----- Exercise material

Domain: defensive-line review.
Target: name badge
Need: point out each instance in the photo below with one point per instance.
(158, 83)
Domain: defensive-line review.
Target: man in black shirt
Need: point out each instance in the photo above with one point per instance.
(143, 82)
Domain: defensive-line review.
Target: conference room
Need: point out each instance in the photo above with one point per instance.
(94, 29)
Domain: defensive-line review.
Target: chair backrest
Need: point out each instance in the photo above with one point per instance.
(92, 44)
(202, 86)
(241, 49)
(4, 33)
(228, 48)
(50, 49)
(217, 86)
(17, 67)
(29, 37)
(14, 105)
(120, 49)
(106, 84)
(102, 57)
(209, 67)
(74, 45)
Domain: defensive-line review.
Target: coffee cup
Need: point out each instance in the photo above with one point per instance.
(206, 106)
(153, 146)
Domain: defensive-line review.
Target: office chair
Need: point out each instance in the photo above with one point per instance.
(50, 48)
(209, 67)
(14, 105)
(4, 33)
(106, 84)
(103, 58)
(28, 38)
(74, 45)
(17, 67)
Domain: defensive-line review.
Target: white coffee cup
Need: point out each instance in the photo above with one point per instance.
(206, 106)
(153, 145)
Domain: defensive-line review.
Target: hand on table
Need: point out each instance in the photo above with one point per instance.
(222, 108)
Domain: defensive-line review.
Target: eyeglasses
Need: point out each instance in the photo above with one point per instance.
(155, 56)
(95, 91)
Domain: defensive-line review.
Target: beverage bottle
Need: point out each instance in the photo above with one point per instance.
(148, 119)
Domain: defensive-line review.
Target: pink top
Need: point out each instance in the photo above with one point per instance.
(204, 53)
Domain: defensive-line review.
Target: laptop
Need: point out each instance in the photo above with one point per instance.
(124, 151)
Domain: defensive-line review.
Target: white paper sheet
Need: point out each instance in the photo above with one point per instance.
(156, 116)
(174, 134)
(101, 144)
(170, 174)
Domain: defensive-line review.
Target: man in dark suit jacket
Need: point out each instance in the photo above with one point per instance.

----------

→ What you need to do
Reproduce every record, matching each line exactly.

→ Solution to the exercise
Domain: defensive-line review.
Target: name badge
Need: point out each instance in the photo below with one point per instance.
(158, 83)
Domain: defensive-line review.
Target: man in black shirt
Need: point out each instance in the photo above with one point per instance.
(143, 82)
Domain: defensive-line review.
Target: conference room
Need: point out each instance in the photo above with one point per instance.
(94, 29)
Domain: defensive-line review.
Target: chair backrest
Need: point out each instance in the photo above with one point per instance.
(92, 44)
(202, 86)
(241, 49)
(4, 33)
(228, 48)
(50, 49)
(217, 86)
(17, 67)
(29, 37)
(14, 105)
(120, 49)
(106, 84)
(102, 57)
(209, 67)
(74, 45)
Domain: defensive-line review.
Target: coffee cup
Need: point out each instance in the photo above with one point per instance.
(206, 106)
(153, 146)
Domain: defensive-line review.
Target: office chair
Need: point out each instance in the photo above with one point per instance.
(50, 48)
(209, 67)
(14, 105)
(4, 33)
(106, 84)
(103, 58)
(28, 38)
(74, 45)
(17, 67)
Domain: defensive-line review.
Target: white coffee cup
Need: point out each instance in the photo above with one point per instance.
(206, 106)
(153, 145)
Domain: defensive-line review.
Target: hand on table
Need: point out each instance in the photo above with one point per instance.
(222, 108)
Domain: defensive-line review.
Target: eyeglasses
Need: point out each instance in the photo above with one point per instance.
(155, 56)
(95, 91)
Domain: defensive-line review.
Target: beverage bottle
Need: point out each instance in the photo above with one point per instance.
(148, 119)
Domain: defensive-line review.
Target: pink top
Need: point out each instance in the photo above with one point per instance.
(204, 53)
Domain: defensive-line review.
Target: laptop
Need: point out each instance in the photo above with one point per instance.
(124, 151)
Domain: defensive-line review.
Target: white paper sheet
Need: point out each instance in the photo above with one point per instance.
(156, 116)
(174, 134)
(101, 144)
(170, 174)
Domain: defensive-line review.
Target: man in dark suit jacket
Need: point out each instance in the photo above with one point per instance.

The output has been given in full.